How many lines of the listing below contain the string "ceiling"? Treat case as significant, and reply with the number alone.

--- Input records ---

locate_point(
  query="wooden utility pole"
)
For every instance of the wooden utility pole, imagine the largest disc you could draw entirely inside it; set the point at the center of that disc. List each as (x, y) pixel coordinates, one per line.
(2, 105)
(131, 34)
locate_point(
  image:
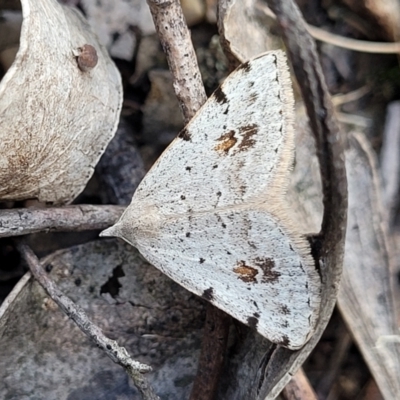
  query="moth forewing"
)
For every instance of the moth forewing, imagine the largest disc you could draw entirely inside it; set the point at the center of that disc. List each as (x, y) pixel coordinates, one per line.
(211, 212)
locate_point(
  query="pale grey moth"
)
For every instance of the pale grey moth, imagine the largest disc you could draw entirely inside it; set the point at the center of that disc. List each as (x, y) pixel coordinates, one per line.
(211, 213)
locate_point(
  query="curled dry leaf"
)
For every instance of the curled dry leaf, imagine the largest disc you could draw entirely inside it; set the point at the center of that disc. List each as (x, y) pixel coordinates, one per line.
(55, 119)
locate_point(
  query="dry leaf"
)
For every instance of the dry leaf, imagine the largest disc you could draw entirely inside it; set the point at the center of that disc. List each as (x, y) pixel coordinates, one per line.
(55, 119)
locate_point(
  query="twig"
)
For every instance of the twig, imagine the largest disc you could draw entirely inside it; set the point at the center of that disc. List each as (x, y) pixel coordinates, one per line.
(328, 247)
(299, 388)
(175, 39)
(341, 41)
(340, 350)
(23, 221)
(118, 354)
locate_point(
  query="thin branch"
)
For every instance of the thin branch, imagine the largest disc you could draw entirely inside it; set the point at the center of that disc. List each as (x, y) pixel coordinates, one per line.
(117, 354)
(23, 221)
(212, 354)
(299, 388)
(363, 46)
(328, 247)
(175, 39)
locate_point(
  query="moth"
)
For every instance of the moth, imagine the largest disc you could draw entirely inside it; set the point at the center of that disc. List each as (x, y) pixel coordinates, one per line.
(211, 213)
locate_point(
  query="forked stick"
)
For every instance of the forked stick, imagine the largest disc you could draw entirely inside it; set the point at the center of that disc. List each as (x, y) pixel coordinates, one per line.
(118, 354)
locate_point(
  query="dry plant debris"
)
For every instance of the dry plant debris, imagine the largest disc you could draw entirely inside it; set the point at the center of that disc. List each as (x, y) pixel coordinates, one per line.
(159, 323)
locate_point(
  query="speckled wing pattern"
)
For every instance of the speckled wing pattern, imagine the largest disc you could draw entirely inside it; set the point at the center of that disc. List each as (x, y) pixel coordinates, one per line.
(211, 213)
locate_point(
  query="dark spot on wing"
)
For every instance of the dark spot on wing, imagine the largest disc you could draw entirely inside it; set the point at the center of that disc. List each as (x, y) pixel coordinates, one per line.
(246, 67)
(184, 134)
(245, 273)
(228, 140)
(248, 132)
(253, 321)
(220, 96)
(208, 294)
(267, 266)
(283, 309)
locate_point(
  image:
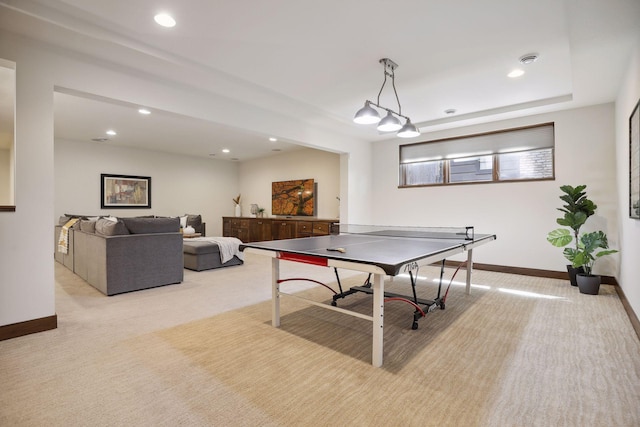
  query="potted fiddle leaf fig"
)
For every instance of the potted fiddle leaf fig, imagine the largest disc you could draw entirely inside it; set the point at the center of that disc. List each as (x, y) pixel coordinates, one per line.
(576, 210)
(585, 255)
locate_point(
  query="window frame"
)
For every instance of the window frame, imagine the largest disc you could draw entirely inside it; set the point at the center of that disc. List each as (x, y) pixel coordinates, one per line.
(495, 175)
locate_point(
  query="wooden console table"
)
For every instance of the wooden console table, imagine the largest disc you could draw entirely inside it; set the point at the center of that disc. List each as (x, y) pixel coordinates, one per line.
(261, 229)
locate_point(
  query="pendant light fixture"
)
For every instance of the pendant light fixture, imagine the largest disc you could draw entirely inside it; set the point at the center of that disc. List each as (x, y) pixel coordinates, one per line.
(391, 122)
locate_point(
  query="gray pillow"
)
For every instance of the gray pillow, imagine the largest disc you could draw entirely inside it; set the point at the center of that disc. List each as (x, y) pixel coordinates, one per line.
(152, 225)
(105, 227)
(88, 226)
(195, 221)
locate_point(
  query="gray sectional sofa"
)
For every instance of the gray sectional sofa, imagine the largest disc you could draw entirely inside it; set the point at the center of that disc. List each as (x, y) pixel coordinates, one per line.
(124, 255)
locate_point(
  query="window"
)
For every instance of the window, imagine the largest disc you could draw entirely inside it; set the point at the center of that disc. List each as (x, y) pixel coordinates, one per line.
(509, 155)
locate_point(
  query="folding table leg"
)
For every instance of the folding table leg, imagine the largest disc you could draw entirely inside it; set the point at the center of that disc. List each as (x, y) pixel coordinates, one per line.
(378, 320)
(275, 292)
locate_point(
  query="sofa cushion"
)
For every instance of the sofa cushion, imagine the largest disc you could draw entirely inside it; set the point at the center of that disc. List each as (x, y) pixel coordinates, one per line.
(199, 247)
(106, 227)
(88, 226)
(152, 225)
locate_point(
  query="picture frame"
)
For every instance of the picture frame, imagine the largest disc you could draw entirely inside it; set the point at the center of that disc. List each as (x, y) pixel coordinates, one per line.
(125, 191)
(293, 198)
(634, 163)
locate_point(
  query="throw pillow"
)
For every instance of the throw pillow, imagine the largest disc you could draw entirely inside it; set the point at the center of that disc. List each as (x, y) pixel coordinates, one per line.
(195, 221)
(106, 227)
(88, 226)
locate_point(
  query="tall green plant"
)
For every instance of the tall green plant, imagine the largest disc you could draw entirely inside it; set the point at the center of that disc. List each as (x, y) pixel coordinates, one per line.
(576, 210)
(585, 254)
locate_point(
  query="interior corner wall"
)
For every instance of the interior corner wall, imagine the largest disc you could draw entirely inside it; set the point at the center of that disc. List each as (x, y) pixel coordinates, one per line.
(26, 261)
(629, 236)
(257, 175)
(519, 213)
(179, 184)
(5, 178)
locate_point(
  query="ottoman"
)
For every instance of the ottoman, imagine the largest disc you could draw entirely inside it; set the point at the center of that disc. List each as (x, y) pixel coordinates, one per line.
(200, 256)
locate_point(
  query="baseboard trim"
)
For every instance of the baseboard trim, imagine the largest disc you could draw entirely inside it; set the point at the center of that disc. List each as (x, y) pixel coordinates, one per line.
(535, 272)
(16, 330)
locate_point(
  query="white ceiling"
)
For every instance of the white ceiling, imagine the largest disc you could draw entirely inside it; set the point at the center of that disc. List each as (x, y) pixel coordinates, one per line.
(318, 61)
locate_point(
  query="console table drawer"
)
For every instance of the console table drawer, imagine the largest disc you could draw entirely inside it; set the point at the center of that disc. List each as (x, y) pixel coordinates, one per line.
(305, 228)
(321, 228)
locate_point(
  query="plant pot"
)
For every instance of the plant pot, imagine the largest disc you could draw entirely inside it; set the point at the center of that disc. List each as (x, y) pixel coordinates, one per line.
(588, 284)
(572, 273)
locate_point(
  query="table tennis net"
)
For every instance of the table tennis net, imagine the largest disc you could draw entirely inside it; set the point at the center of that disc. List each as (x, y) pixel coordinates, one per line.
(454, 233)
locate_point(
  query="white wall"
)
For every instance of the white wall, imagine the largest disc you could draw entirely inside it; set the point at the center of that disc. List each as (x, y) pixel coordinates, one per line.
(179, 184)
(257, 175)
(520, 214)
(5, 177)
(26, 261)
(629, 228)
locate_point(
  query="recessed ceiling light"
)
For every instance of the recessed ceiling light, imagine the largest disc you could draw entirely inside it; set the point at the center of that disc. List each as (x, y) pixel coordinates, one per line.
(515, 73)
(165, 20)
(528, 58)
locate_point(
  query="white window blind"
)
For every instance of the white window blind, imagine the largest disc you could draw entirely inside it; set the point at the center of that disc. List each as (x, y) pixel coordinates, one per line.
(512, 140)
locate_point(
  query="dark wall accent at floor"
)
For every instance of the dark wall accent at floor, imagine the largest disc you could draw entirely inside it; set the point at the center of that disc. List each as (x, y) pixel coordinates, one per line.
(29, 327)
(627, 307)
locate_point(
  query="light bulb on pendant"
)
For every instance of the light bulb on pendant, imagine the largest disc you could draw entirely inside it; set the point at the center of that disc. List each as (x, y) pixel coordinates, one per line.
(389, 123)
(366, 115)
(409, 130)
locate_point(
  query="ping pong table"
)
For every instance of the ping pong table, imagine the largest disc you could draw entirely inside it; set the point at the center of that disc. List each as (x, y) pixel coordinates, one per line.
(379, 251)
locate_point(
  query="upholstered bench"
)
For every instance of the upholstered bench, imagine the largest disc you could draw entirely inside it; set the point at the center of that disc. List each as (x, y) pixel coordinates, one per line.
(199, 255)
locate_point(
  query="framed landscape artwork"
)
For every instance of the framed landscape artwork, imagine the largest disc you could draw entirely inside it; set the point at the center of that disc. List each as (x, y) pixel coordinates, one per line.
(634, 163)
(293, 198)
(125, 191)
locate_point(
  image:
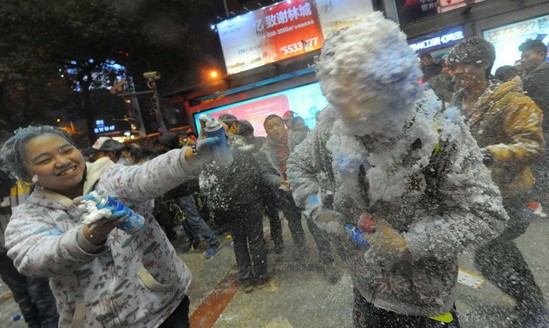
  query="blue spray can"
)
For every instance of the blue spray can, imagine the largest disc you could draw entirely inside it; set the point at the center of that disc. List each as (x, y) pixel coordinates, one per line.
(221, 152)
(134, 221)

---

● Solution: 4